[BEGIN RECORDS SHOWN]

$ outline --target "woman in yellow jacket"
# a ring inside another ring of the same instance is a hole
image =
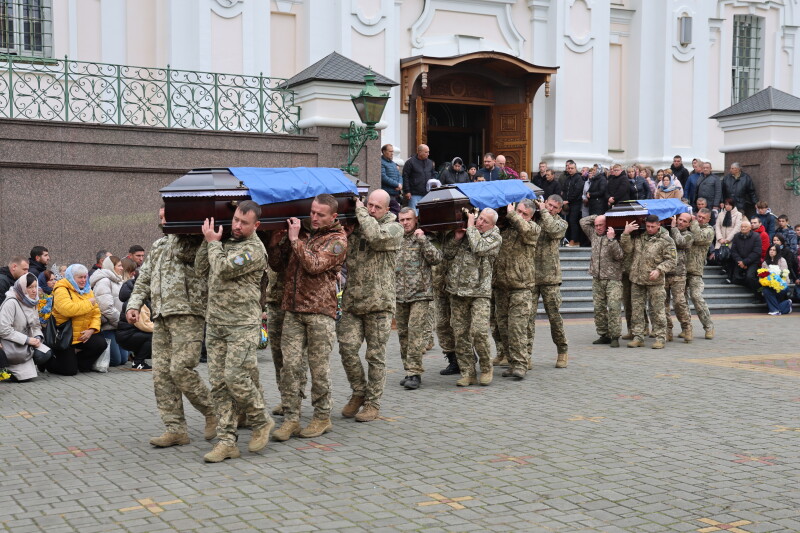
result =
[[[53,351],[47,362],[48,372],[74,376],[89,372],[106,349],[100,334],[100,307],[88,282],[89,271],[83,265],[70,265],[64,278],[53,287],[53,316],[56,324],[72,321],[72,346]]]

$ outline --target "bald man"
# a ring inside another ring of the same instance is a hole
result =
[[[336,328],[352,396],[342,409],[345,418],[372,422],[380,414],[386,384],[386,343],[395,310],[395,264],[403,243],[403,227],[389,211],[389,194],[373,191],[367,205],[356,201],[358,226],[347,241],[347,283],[342,318]],[[367,374],[358,351],[367,341]]]

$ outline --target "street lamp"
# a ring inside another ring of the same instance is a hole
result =
[[[364,75],[364,84],[366,87],[358,93],[358,96],[351,96],[351,99],[358,118],[366,126],[359,127],[355,122],[350,122],[350,129],[341,135],[342,139],[348,142],[347,163],[341,168],[353,176],[358,175],[358,165],[354,165],[353,161],[358,157],[358,153],[361,152],[367,141],[378,138],[375,124],[381,120],[386,102],[389,100],[389,93],[382,93],[375,87],[375,74],[372,73],[372,69]]]

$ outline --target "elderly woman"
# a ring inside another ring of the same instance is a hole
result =
[[[33,274],[25,274],[8,290],[0,306],[0,339],[8,370],[16,381],[30,381],[38,375],[33,362],[33,349],[42,344],[38,301],[39,281]]]
[[[64,279],[53,287],[53,316],[61,326],[72,321],[72,345],[55,351],[47,362],[53,374],[74,376],[89,372],[97,358],[106,349],[106,340],[100,334],[100,307],[89,286],[89,271],[83,265],[70,265]]]

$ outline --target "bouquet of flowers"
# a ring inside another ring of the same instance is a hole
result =
[[[786,282],[788,271],[781,271],[778,265],[769,265],[768,268],[758,269],[758,282],[764,286],[769,287],[775,292],[786,290],[788,283]]]

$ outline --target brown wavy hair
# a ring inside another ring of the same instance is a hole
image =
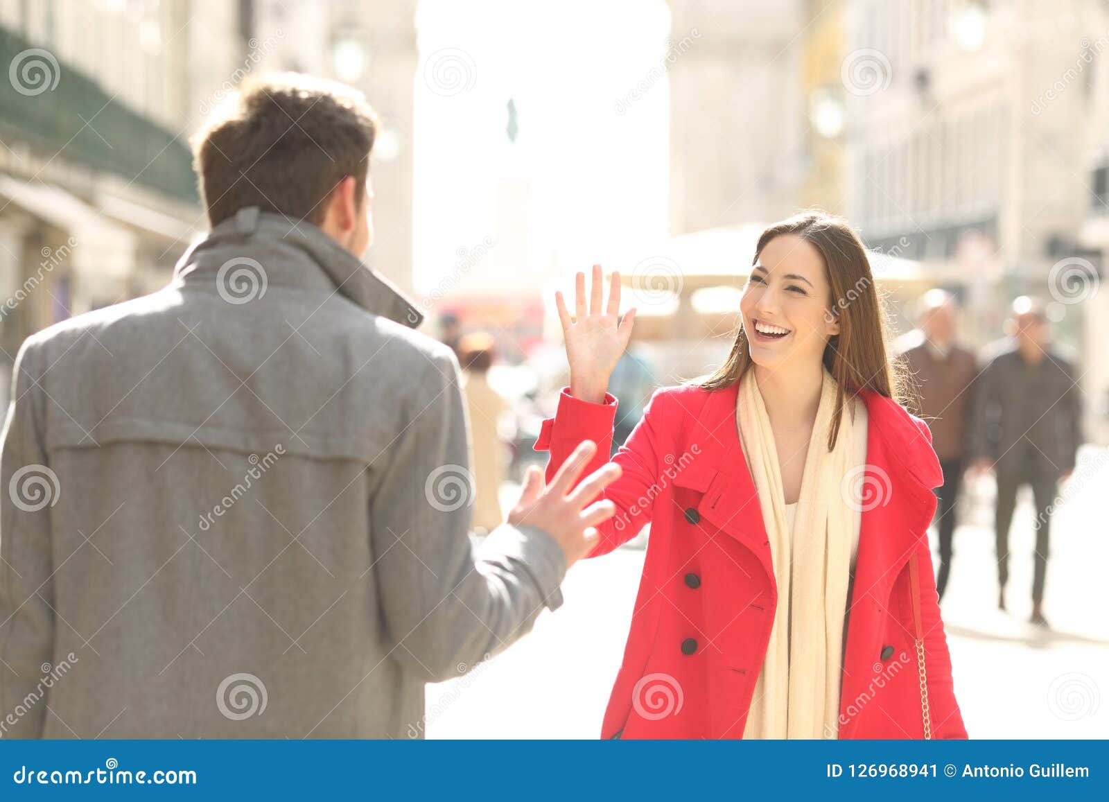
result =
[[[824,212],[804,212],[774,223],[759,236],[752,266],[766,244],[779,236],[793,234],[811,243],[824,258],[824,272],[831,286],[825,314],[840,318],[840,333],[828,338],[822,361],[836,383],[836,408],[828,433],[828,450],[840,434],[845,398],[864,387],[905,404],[905,367],[892,358],[886,347],[887,323],[874,284],[871,261],[858,234],[847,222]],[[715,373],[696,385],[721,390],[739,383],[754,364],[747,346],[743,319],[736,324],[735,342],[728,359]]]

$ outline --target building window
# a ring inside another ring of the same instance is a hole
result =
[[[1093,203],[1095,212],[1109,212],[1109,164],[1102,164],[1093,170]]]

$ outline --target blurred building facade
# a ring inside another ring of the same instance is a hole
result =
[[[267,71],[308,72],[362,90],[381,122],[370,181],[374,246],[367,262],[411,293],[413,125],[417,0],[256,0],[252,35],[277,40]],[[295,32],[295,35],[281,35]]]

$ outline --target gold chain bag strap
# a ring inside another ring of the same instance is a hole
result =
[[[909,592],[913,596],[913,626],[916,630],[916,663],[920,670],[920,714],[924,718],[924,737],[932,738],[932,715],[928,712],[928,674],[924,669],[924,626],[920,622],[920,575],[916,552],[908,558]]]

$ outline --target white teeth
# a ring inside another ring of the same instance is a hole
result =
[[[788,334],[788,328],[782,328],[781,326],[767,326],[765,323],[759,322],[755,324],[755,331],[762,332],[763,334]]]

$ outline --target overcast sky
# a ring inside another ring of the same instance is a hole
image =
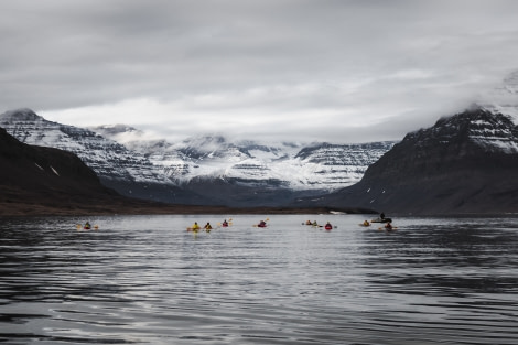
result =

[END RECORDS SHOWN]

__WHAT YOU NEED TO DO__. Render everything from the line containing "chain bag strap" down to the last of the lines as a Markdown table with the columns Row and Line, one line per row. Skip blank lines and leave the pictures out.

__EXERCISE RESULT__.
| Row | Line |
|---|---|
| 1 | $ outline --target gold chain bag strap |
| 2 | # a ring inside another ring of the same instance is a hole |
| 3 | result = |
| 4 | [[[909,592],[913,596],[913,626],[916,630],[916,663],[920,670],[920,714],[924,718],[924,737],[932,738],[932,715],[928,712],[928,674],[924,669],[924,626],[920,622],[920,575],[916,552],[908,558]]] |
| 5 | $ outline --target white teeth |
| 6 | # a ring inside another ring of the same instance is a hole |
| 7 | result = |
| 8 | [[[788,334],[788,328],[782,328],[781,326],[767,326],[765,323],[759,322],[755,324],[755,331],[762,332],[763,334]]] |
| 9 | $ outline --target overcast sky |
| 10 | # a ring inside another ring of the same instance is a hole |
| 11 | image = |
| 12 | result = |